Reproduce each of the entries below line by line, changing no character.

**** Records for the exercise

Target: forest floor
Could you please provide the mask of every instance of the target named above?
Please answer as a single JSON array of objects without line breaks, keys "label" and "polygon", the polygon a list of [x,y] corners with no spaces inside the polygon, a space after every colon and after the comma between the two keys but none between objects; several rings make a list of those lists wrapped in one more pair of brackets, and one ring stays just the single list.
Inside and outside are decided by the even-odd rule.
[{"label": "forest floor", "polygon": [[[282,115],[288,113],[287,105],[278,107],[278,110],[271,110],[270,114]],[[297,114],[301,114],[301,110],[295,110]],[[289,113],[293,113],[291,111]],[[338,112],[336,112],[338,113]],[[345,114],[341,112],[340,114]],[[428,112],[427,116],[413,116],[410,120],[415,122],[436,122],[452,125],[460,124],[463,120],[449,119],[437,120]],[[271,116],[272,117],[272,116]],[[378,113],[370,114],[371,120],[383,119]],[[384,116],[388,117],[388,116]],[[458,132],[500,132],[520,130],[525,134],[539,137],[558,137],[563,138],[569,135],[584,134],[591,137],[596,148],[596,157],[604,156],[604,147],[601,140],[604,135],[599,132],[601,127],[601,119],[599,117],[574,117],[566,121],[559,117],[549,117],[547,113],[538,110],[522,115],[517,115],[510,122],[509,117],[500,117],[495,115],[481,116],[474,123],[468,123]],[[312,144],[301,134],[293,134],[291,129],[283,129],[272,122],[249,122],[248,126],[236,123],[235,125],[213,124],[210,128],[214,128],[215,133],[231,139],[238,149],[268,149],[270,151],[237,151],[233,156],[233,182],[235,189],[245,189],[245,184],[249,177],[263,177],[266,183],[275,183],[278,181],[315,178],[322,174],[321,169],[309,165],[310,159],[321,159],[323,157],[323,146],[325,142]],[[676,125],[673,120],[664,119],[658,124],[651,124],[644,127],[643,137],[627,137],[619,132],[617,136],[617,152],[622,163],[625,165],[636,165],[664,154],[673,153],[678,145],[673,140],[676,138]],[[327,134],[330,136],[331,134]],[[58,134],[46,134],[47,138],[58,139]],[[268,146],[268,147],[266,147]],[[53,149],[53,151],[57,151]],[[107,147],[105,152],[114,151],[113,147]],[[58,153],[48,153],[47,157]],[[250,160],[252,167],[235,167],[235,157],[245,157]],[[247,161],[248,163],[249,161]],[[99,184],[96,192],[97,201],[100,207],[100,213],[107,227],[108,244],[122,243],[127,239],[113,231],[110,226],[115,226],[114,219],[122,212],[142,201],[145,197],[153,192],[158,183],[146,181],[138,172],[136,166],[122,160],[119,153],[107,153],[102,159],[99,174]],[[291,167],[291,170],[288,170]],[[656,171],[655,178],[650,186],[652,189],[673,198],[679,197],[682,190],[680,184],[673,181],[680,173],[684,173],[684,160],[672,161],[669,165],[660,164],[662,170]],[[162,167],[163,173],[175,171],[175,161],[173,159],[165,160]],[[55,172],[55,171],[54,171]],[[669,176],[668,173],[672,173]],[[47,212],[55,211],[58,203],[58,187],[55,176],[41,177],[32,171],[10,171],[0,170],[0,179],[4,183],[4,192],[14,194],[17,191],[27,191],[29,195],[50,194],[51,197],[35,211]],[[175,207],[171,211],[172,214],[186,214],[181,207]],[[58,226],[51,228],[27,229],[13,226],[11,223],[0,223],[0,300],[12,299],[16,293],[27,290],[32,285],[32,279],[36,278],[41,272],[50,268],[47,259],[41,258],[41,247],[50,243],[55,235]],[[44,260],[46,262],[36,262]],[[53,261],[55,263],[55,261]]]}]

********

• _Correct output_:
Target: forest floor
Could you please provide the mask of every instance of the target named above?
Please answer as a single JSON array of objects without line breaks, keys "label" and "polygon", the polygon a list of [x,y] corners with no spaces inside the polygon, a space after every colon and after the comma between the two keys but none between objects; several rings make a list of those lists wrapped in one more pair of brackets, and one ring stays just the single list.
Inside and outside are decided by the even-odd rule.
[{"label": "forest floor", "polygon": [[[282,115],[288,113],[287,105],[278,107],[278,110],[271,110],[270,114]],[[297,114],[301,114],[301,110],[295,110]],[[289,113],[293,113],[291,111]],[[338,112],[336,112],[338,113]],[[345,114],[341,112],[340,114]],[[428,112],[427,116],[413,116],[410,120],[415,122],[436,122],[452,125],[460,124],[463,120],[449,119],[437,120]],[[271,116],[272,117],[272,116]],[[378,113],[370,114],[371,120],[383,119]],[[384,116],[388,117],[388,116]],[[458,132],[500,132],[520,130],[525,134],[539,137],[558,137],[563,138],[569,135],[584,134],[591,137],[596,148],[596,157],[604,156],[604,147],[601,140],[604,135],[599,132],[601,127],[601,119],[599,117],[574,117],[566,121],[559,117],[549,117],[547,113],[538,110],[522,115],[517,115],[510,122],[509,117],[500,117],[495,115],[481,116],[474,123],[468,123]],[[312,144],[301,134],[293,134],[291,129],[283,129],[272,122],[249,122],[248,126],[236,123],[235,125],[213,124],[210,128],[214,128],[215,133],[231,139],[238,149],[268,149],[270,151],[237,151],[233,156],[233,182],[235,189],[245,189],[245,184],[249,177],[263,177],[266,183],[275,183],[278,181],[315,178],[322,174],[321,169],[309,165],[310,159],[321,159],[323,157],[323,146],[325,142]],[[676,125],[673,120],[664,119],[658,124],[651,124],[644,127],[643,137],[627,137],[619,132],[617,136],[617,152],[622,163],[625,165],[636,165],[664,154],[673,153],[678,145],[673,140],[676,138]],[[327,134],[330,136],[331,134]],[[58,134],[46,134],[47,138],[58,139]],[[268,146],[268,147],[266,147]],[[53,149],[53,151],[57,151]],[[107,147],[105,152],[114,151],[113,147]],[[58,153],[48,153],[47,157]],[[250,160],[252,167],[235,167],[235,157],[245,157]],[[247,161],[248,163],[249,161]],[[99,184],[96,192],[97,201],[100,207],[100,213],[107,227],[108,244],[122,243],[127,239],[113,231],[110,226],[115,226],[114,219],[122,212],[142,201],[145,197],[153,192],[158,183],[146,181],[138,172],[136,166],[122,160],[119,153],[107,153],[102,159],[99,174]],[[291,167],[291,170],[288,170]],[[656,171],[655,178],[650,186],[652,189],[673,198],[679,197],[682,190],[680,184],[673,181],[680,173],[684,173],[684,160],[672,161],[669,165],[660,164],[662,170]],[[162,167],[163,173],[175,171],[175,161],[173,159],[165,160]],[[55,172],[55,171],[54,171]],[[669,176],[668,173],[672,173]],[[47,212],[55,211],[58,203],[58,187],[55,176],[41,177],[32,171],[10,171],[0,170],[0,179],[4,183],[4,192],[14,194],[17,191],[27,191],[29,195],[50,194],[51,197],[35,211]],[[175,207],[171,211],[172,214],[186,214],[181,207]],[[58,226],[51,228],[27,229],[13,226],[11,223],[0,223],[0,300],[12,299],[16,293],[27,290],[32,285],[32,279],[36,278],[41,272],[50,268],[47,259],[41,258],[41,247],[50,243],[55,235]],[[44,260],[46,262],[36,262]],[[53,261],[55,263],[55,261]]]}]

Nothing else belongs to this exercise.